++++ Enregistrements ++++

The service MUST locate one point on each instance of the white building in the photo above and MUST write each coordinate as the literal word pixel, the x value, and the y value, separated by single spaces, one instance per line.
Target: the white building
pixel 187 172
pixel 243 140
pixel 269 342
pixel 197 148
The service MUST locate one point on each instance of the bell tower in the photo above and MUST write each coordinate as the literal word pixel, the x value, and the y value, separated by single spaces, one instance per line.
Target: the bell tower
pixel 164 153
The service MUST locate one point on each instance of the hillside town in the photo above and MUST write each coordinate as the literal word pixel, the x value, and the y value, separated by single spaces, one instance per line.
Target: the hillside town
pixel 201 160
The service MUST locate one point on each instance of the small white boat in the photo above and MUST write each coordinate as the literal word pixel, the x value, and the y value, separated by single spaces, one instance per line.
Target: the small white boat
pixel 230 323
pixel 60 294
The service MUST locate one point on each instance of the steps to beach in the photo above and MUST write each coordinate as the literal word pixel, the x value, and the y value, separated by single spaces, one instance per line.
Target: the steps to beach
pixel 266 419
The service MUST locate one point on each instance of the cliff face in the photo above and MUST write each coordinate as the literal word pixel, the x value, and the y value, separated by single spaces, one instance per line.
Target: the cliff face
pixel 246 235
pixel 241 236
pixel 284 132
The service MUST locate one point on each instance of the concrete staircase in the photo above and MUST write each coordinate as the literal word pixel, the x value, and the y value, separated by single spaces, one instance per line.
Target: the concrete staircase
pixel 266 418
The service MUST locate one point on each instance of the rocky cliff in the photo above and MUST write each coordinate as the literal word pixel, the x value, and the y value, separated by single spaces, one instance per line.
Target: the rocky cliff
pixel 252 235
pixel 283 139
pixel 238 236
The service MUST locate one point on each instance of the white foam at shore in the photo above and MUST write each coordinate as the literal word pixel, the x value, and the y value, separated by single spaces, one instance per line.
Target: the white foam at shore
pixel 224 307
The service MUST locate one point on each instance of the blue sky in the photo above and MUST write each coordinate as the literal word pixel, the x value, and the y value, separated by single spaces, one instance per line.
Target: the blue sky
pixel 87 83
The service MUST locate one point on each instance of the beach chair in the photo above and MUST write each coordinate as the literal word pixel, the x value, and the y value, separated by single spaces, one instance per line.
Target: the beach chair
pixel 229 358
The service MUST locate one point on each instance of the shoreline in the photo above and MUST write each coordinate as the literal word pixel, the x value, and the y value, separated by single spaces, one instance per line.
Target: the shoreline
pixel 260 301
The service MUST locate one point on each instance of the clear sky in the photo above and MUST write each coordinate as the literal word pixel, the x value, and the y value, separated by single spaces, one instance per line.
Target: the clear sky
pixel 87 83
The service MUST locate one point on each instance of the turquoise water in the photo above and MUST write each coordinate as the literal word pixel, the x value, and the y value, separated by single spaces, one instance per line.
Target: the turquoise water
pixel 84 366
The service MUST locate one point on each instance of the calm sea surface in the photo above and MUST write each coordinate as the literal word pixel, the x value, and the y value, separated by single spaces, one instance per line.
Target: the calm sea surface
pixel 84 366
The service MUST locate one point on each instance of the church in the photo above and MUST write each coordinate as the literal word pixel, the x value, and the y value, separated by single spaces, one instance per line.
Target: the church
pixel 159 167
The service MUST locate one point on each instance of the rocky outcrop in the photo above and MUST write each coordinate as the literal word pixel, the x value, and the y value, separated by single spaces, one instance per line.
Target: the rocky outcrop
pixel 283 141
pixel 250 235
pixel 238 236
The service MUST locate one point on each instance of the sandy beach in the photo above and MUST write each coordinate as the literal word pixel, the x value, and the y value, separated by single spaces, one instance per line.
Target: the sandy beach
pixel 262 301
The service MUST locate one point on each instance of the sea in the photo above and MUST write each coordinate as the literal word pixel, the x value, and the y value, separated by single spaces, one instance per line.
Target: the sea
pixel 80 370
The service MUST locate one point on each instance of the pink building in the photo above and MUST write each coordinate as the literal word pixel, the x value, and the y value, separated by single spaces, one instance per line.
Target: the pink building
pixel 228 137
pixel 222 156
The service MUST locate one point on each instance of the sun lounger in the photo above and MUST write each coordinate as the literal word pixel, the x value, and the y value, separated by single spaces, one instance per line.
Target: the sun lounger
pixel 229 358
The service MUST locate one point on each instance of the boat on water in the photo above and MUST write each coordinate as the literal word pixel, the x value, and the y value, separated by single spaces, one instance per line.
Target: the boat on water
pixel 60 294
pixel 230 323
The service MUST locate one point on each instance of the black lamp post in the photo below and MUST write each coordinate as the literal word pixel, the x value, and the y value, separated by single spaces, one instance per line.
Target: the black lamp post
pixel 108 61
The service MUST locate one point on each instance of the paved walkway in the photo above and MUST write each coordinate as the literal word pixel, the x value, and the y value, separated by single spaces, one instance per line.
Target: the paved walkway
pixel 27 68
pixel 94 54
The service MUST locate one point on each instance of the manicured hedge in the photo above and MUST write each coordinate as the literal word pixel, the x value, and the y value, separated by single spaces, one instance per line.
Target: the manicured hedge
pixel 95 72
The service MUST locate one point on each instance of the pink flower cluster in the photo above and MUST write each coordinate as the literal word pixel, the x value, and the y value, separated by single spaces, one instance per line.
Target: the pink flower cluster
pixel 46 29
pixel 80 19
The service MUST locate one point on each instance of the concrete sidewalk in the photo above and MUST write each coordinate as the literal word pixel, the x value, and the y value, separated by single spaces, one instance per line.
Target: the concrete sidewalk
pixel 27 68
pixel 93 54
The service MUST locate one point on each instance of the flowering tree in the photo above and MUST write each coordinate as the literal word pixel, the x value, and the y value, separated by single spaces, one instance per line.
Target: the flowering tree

++++

Restituez à l'identique la portion des enregistrements qui s'ouvre sur la ligne contenant « instance of the sea » et se ferme sur la ligne contenant « pixel 222 156 », ces deux lignes comprises.

The service MUST locate one point on each instance of the sea in the photo above and MUST write each coordinate as the literal word pixel, the x value, and the y value, separated by single spaces, one instance per line.
Target: the sea
pixel 80 370
The service MUST locate one point on each instance of the pink building in the photo above and MUST write each coordinate as the literal word pixel, the x value, and the y value, separated by single spaces, one instance per line.
Target: the pink building
pixel 228 137
pixel 222 156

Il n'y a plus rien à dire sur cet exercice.